The study included 120 children, 2 to 6 years old. The children were predominantly white, living in a rural or semirural area, and 87 percent of the children had parents with college degrees or higher. Each child was asked individually to play a game of shopping and choose products at the “store,” buy them at the check-out counter, and bring them home. Props for the play scenario included a Barbie store stocked with 73 different miniature products. Adult dolls were used to choose the products, which included fruits and vegetables, meats and dairy, breads, desserts, snacks, candy, toiletries, beer, wine, and cigarettes. Alcohol and cigarette products accounted for 11 percent of items stocked in the store. The children were also asked to identify the products to verify their awareness of their choices. Parents completed a questionnaire concerning their alcohol and tobacco use, and the children’s exposure to movies.
Children’s choices reflected items expected as their preferences (66 percent purchased cake). They also bought items that adults would typically buy (77 percent purchased at least one fruit or vegetable, and 38 percent purchased chicken). In addition, 62 percent of the children bought alcohol, and 28 percent of the children bought cigarettes.
Analysis of the data revealed that children whose parents smoked or drank alcohol were much more likely to purchase these items. Children whose parents smoked were 4 times as likely to buy cigarettes compared to children whose parents did not smoke. Similarly, children whose parents drank alcohol at least monthly were 3 times as likely to buy beer or wine compared to those with parents who drank less than once a month. The researchers also noted that children were 5 times more likely to purchase alcohol if they watched PG-13 or R rated movies compared to children who watched only G-rated movies infrequently.
The children revealed their awareness of their choices with telling comments as well.

Job A: Starting with the line of the records that contains "Spot the signal" and going on through the end of the records, write those lines out again, requests included. Multiply every polygon coordinate in the answers by 0.55 and round to whole numbers, with halves rounded up.

Given entries:

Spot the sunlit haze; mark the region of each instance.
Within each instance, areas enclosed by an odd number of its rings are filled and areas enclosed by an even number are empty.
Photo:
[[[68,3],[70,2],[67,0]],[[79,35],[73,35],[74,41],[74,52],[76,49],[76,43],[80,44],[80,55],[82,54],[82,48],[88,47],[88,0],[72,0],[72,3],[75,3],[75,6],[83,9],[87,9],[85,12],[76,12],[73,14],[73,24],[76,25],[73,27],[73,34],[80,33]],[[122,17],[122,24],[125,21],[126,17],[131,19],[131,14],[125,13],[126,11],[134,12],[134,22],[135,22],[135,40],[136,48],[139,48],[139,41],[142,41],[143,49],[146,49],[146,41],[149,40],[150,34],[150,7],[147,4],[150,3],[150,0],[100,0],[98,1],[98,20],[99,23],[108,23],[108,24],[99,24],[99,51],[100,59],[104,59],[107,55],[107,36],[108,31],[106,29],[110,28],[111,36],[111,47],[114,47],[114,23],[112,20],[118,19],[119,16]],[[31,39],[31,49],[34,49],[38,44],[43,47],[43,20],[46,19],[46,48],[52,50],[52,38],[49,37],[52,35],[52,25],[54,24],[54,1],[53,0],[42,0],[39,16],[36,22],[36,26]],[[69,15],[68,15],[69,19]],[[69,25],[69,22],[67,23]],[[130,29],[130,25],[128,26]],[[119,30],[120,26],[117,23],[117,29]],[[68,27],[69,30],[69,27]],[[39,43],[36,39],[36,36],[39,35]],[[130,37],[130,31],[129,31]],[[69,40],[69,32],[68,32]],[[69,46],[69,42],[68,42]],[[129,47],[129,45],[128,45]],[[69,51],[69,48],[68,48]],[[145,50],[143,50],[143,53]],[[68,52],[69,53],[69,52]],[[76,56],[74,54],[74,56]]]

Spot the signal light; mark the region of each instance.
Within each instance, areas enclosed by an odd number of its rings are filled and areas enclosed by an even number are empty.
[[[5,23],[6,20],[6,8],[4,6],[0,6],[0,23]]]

Job B: Transcribe the entire pretend-shopping study passage word for word.

Written reply A:
Spot the signal light; mark the region of each instance.
Within each instance, areas enclosed by an odd number of its rings are filled and areas enclosed by an even number are empty.
[[[3,13],[3,11],[3,4],[2,3],[0,3],[0,13]]]

Written reply B:
The study included 120 children, 2 to 6 years old. The children were predominantly white, living in a rural or semirural area, and 87 percent of the children had parents with college degrees or higher. Each child was asked individually to play a game of shopping and choose products at the “store,” buy them at the check-out counter, and bring them home. Props for the play scenario included a Barbie store stocked with 73 different miniature products. Adult dolls were used to choose the products, which included fruits and vegetables, meats and dairy, breads, desserts, snacks, candy, toiletries, beer, wine, and cigarettes. Alcohol and cigarette products accounted for 11 percent of items stocked in the store. The children were also asked to identify the products to verify their awareness of their choices. Parents completed a questionnaire concerning their alcohol and tobacco use, and the children’s exposure to movies.
Children’s choices reflected items expected as their preferences (66 percent purchased cake). They also bought items that adults would typically buy (77 percent purchased at least one fruit or vegetable, and 38 percent purchased chicken). In addition, 62 percent of the children bought alcohol, and 28 percent of the children bought cigarettes.
Analysis of the data revealed that children whose parents smoked or drank alcohol were much more likely to purchase these items. Children whose parents smoked were 4 times as likely to buy cigarettes compared to children whose parents did not smoke. Similarly, children whose parents drank alcohol at least monthly were 3 times as likely to buy beer or wine compared to those with parents who drank less than once a month. The researchers also noted that children were 5 times more likely to purchase alcohol if they watched PG-13 or R rated movies compared to children who watched only G-rated movies infrequently.
The children revealed their awareness of their choices with telling comments as well.